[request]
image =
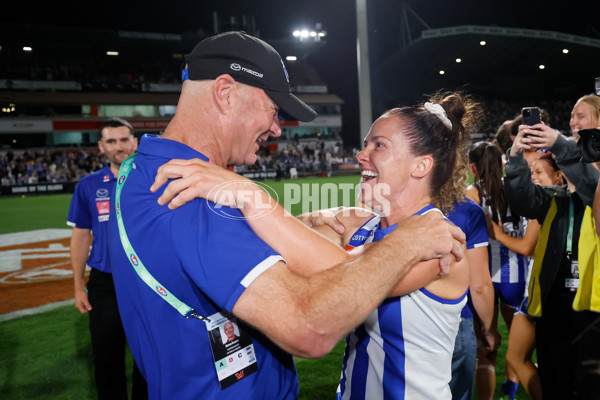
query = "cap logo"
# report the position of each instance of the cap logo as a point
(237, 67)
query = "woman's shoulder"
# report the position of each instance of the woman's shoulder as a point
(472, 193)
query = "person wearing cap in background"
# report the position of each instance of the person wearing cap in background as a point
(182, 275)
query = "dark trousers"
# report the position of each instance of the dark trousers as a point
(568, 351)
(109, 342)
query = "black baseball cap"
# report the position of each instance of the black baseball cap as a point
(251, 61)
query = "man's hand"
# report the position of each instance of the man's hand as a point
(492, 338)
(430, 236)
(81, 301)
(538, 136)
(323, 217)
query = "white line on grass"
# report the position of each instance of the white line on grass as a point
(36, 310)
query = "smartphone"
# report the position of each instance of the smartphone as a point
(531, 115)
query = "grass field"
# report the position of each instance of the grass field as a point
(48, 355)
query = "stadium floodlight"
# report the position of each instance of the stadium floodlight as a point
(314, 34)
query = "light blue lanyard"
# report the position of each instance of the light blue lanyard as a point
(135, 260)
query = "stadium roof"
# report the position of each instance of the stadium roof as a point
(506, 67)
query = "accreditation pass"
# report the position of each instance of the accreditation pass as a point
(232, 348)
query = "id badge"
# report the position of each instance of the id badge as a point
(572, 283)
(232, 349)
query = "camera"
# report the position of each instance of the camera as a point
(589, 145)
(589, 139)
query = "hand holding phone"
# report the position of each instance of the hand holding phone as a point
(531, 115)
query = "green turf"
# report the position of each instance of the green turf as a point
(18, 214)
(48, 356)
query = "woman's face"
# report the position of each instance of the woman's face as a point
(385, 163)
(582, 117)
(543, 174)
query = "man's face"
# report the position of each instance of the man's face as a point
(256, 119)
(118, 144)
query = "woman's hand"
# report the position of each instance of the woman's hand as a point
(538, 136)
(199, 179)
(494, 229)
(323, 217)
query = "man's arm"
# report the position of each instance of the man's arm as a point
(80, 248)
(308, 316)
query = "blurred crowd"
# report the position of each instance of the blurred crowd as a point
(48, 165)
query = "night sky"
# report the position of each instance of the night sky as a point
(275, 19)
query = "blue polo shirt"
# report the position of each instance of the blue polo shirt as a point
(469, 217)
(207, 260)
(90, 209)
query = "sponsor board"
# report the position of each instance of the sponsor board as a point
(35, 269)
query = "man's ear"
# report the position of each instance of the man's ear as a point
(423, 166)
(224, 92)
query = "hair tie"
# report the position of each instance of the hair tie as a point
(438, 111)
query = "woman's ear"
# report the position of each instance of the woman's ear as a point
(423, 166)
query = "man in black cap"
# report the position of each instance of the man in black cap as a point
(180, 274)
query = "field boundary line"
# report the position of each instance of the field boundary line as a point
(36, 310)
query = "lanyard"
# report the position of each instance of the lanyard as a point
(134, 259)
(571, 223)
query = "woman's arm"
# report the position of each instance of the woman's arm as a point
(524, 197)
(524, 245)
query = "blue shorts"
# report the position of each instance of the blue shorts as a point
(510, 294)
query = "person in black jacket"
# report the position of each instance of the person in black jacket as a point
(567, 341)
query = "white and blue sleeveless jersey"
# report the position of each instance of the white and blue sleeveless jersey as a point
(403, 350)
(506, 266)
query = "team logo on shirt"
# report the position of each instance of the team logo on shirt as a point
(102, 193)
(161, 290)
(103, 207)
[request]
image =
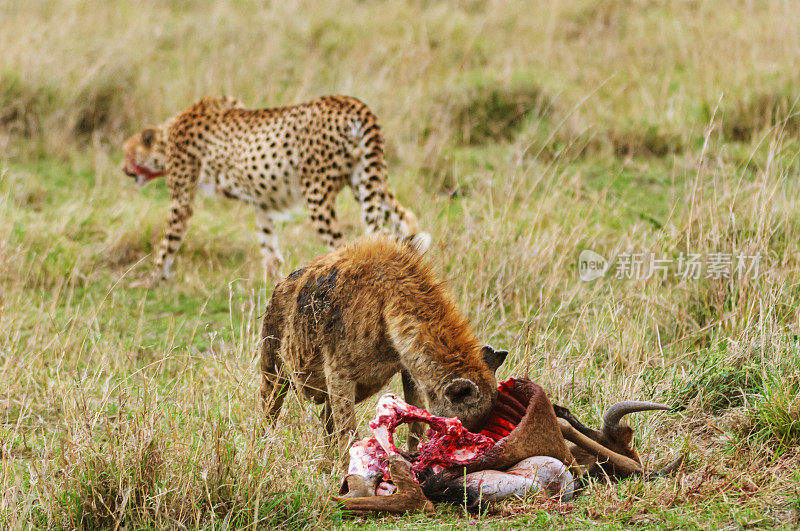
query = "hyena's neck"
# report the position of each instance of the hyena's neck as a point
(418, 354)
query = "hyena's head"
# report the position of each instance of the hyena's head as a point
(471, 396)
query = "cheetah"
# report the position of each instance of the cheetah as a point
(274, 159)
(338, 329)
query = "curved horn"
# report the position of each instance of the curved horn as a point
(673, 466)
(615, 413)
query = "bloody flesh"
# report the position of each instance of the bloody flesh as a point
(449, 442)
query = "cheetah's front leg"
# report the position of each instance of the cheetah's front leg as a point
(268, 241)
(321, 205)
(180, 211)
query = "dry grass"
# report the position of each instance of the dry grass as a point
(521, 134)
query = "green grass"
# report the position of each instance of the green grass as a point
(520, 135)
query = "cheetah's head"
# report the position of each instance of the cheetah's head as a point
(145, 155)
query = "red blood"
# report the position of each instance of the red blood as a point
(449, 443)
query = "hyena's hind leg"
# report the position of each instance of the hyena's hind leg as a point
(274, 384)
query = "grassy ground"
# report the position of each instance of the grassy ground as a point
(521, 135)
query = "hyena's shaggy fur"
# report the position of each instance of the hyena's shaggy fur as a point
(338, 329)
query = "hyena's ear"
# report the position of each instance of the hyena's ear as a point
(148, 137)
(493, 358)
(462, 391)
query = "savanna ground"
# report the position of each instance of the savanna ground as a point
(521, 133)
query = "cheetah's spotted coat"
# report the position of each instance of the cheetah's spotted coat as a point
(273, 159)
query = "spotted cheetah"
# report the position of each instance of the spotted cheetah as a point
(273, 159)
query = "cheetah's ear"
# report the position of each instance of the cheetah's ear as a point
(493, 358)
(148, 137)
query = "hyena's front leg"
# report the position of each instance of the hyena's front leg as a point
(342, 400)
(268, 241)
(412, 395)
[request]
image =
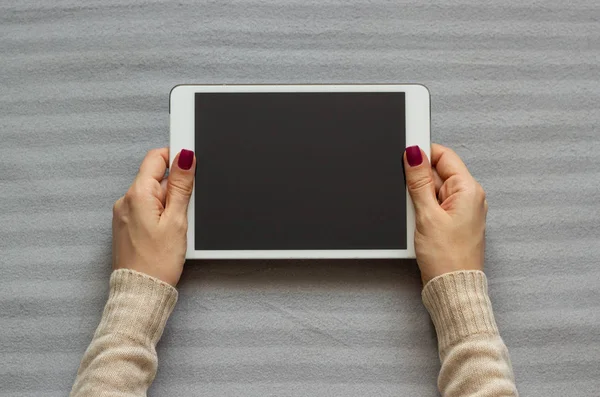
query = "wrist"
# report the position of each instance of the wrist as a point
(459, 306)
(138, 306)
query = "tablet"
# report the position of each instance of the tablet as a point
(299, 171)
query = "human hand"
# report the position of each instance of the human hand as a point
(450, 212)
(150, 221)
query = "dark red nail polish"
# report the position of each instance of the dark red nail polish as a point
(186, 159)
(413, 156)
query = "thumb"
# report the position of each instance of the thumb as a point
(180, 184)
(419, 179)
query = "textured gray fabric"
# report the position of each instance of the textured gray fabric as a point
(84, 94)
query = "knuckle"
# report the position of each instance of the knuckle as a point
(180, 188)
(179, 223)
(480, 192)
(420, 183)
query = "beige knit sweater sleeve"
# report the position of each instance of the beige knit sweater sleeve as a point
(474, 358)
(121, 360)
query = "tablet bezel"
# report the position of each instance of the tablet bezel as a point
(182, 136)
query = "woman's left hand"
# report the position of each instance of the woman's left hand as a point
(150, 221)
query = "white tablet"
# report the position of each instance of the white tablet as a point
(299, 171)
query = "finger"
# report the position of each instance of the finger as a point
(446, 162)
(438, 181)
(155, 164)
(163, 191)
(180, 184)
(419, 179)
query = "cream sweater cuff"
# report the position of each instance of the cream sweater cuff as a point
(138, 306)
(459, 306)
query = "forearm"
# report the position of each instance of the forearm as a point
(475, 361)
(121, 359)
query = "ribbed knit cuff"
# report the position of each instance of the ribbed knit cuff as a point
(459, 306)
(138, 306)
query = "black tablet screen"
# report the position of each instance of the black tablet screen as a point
====================
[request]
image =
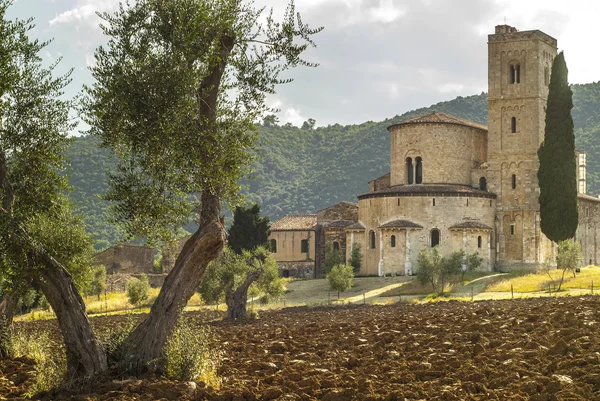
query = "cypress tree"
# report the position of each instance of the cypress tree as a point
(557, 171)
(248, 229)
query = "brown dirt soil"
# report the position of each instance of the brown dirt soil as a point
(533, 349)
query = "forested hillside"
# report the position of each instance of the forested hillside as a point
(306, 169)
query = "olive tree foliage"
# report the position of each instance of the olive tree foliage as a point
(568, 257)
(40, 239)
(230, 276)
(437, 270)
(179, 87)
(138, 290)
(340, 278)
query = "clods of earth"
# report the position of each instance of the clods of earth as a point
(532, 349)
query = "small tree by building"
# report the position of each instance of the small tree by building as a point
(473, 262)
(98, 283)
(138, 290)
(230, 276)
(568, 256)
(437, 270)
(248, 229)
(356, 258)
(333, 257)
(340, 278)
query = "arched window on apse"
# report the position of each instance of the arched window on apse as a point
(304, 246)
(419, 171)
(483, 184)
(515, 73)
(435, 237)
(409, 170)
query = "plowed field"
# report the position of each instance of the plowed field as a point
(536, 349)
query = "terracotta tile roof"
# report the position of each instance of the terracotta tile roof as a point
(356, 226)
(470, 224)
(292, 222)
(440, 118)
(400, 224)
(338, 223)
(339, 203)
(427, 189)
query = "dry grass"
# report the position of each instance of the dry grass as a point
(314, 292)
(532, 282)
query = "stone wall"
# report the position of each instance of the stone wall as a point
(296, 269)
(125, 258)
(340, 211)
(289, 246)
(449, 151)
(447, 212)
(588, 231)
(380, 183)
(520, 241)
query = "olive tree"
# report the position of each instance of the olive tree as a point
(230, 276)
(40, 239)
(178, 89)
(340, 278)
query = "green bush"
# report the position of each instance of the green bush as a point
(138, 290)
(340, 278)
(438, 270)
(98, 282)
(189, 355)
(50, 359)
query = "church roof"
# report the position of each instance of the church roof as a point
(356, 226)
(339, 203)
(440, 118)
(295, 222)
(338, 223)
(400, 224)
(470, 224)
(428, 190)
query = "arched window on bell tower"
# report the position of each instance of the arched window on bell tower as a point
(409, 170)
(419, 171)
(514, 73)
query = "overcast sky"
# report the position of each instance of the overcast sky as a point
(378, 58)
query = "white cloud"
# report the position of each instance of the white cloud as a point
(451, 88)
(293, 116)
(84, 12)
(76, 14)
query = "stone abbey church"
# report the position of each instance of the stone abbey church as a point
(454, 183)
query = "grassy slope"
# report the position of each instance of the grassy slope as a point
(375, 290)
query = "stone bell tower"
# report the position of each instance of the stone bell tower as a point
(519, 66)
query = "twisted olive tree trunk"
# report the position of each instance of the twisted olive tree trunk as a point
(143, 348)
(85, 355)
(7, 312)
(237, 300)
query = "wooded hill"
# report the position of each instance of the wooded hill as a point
====================
Find every line in the entries above that contains the word "shorts" and copy each one out. Case counts.

query = "blue shorts"
# report the position of each instance of the blue shorts as a point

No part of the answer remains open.